(Saved entries)

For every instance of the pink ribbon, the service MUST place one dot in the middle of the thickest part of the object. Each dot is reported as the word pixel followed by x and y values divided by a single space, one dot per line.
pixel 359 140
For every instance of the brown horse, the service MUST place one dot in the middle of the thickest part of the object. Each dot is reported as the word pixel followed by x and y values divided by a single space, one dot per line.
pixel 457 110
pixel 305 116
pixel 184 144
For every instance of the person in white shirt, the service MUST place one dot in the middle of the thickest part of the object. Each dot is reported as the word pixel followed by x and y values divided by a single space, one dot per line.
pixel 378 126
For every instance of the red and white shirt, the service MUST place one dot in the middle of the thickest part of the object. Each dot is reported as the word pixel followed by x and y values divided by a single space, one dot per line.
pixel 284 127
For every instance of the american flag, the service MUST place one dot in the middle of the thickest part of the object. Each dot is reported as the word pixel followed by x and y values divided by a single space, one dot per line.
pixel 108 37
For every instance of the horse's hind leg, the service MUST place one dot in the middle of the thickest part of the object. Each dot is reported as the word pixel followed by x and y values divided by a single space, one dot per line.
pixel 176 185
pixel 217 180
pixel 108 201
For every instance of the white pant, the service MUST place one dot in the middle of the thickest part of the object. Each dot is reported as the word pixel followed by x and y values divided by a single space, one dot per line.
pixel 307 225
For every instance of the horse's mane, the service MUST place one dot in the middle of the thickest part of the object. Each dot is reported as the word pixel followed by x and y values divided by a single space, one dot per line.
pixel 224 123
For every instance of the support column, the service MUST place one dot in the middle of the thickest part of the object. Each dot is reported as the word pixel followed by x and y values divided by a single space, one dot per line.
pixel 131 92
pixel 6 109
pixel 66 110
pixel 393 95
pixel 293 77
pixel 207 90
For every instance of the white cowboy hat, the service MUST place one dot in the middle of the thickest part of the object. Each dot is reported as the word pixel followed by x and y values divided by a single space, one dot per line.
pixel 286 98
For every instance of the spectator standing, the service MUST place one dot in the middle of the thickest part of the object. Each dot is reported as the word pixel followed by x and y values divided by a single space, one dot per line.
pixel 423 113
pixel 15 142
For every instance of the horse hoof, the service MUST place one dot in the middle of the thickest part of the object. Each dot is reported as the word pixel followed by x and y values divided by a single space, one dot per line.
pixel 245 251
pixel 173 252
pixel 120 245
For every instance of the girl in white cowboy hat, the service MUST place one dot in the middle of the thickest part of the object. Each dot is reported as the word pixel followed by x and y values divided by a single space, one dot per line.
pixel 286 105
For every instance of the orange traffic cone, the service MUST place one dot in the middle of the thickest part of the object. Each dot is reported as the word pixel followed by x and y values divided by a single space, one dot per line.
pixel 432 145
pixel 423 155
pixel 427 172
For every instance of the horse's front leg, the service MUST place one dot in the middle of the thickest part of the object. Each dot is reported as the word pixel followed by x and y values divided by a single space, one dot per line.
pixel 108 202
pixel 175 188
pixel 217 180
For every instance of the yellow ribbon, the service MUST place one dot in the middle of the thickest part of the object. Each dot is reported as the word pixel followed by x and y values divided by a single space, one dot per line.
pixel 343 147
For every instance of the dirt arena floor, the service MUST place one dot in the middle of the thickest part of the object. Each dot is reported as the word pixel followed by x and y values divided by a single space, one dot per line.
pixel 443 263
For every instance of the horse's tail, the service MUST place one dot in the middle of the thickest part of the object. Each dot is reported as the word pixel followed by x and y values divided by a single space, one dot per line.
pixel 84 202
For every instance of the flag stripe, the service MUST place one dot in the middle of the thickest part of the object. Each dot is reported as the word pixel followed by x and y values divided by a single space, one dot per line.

(WHAT IS BEING ASKED) Line by line, reproduce the data exactly.

(RESPONSE TO THIS TASK)
For every instance of the pink ribbon, the service MUST place one dot in the middle of the thickest part of the object. Each dot is reported as the word pixel followed by x and y values divided by a single space, one dot per line.
pixel 359 140
For every instance of the brown horse, the service MUST place one dot in the middle of the thickest part of the object. Each dot is reported as the word pixel followed by x and y values divided by a single space, one dot per line.
pixel 457 110
pixel 305 116
pixel 184 144
For every instance of the person in white shirt, the service MUST place one dot in the middle of the thickest part of the object. Each dot is reported as the word pixel followed by x and y values divided by a single space, one dot per line.
pixel 378 126
For every instance of the red and white shirt, the service MUST place one dot in the middle of the thickest part of the object. Each dot is reported as the word pixel followed by x and y values divided by a single space, one dot per line.
pixel 284 127
For every instance of the american flag, the service MUST place one dot in the middle of the thickest part of the object. Each dot is reported as the word pixel followed by x and y values divided by a single space, one dot per line.
pixel 108 37
For every instance of the horse's hind leg, the service MUST place one dot in the middle of the thickest part of the object. Each dot is reported as the word pixel followed by x and y values divided by a single space, one dot per line.
pixel 176 185
pixel 217 180
pixel 108 201
For every instance of the white pant, the service MUST place one dot in the middle of the thickest part of the object. Each dot is reported as the word pixel followed by x and y values divided by a single space, one dot per line.
pixel 307 225
For every instance of the horse's mane, the service MUST place one dot in the middle of the thickest part of the object. Each dot is reported as the word pixel followed by x and y values divided by a single space, one dot per line.
pixel 224 123
For every instance of the support column, the service MUST place one dot in the middle of the thickest part of the object. Each dot is reported as the word pixel followed by x and y values divided by a single space, one dot per line.
pixel 131 92
pixel 6 109
pixel 66 110
pixel 393 95
pixel 293 77
pixel 207 90
For every instance of the white cowboy hat, the service MUST place one dot in the middle of the thickest part of the object. Each dot is reported as the word pixel followed by x and y values divided by a single space, one dot per line.
pixel 286 98
For every instance of the spectator standing, the service MUST place one dot in the middle of the thickest part of the object. Each dot is reported as the word pixel followed by x and y values divided by a single space, one dot per line.
pixel 423 113
pixel 15 142
For every instance of the horse hoof, the service MUST place one dot in the middle of the thickest part of the object. Each dot is reported as the word pixel followed by x and y values divided by a single space, one dot per line.
pixel 245 251
pixel 173 252
pixel 120 245
For every instance of the girl in white cowboy hat, the service MUST place one dot in the middle of the thickest part of the object. Each dot is reported as the word pixel followed by x and y values divided by a single space, one dot per line.
pixel 286 105
For every instance of the orange traffic cone, the service MUST place one dot in the middle of the thickest part of the object. Each dot is reported as the word pixel followed by x and y values divided by a single space, one dot per line.
pixel 432 145
pixel 423 155
pixel 427 172
For every instance of the horse's front leg, the service MUST place one dot in the middle of the thickest part of the object. Each dot is reported as the word pixel followed by x and y values divided by a single space, one dot per line.
pixel 108 202
pixel 175 188
pixel 217 180
For every instance of the yellow ribbon, the service MUST place one dot in the middle of the thickest part of the object. Each dot is reported as the word pixel followed by x and y values divided by a single space, one dot per line.
pixel 343 147
For every instance of the dirt arena floor, the service MUST place one dot in the middle of the thickest part of the object. Each dot is reported as the word pixel followed by x and y values divided by a single space, one dot per line.
pixel 443 263
For every instance of the horse's tail, the service MUST place one dot in the middle of the thickest part of the object. Each dot is reported as the word pixel followed by x and y values divided by a single space, one dot per line.
pixel 84 202
For every instance of the flag stripe, the service MUST place one dot in the middle of the thickest part of the object. Each dot is reported as the word pixel followed by x and y values divided by a single space, one dot per line.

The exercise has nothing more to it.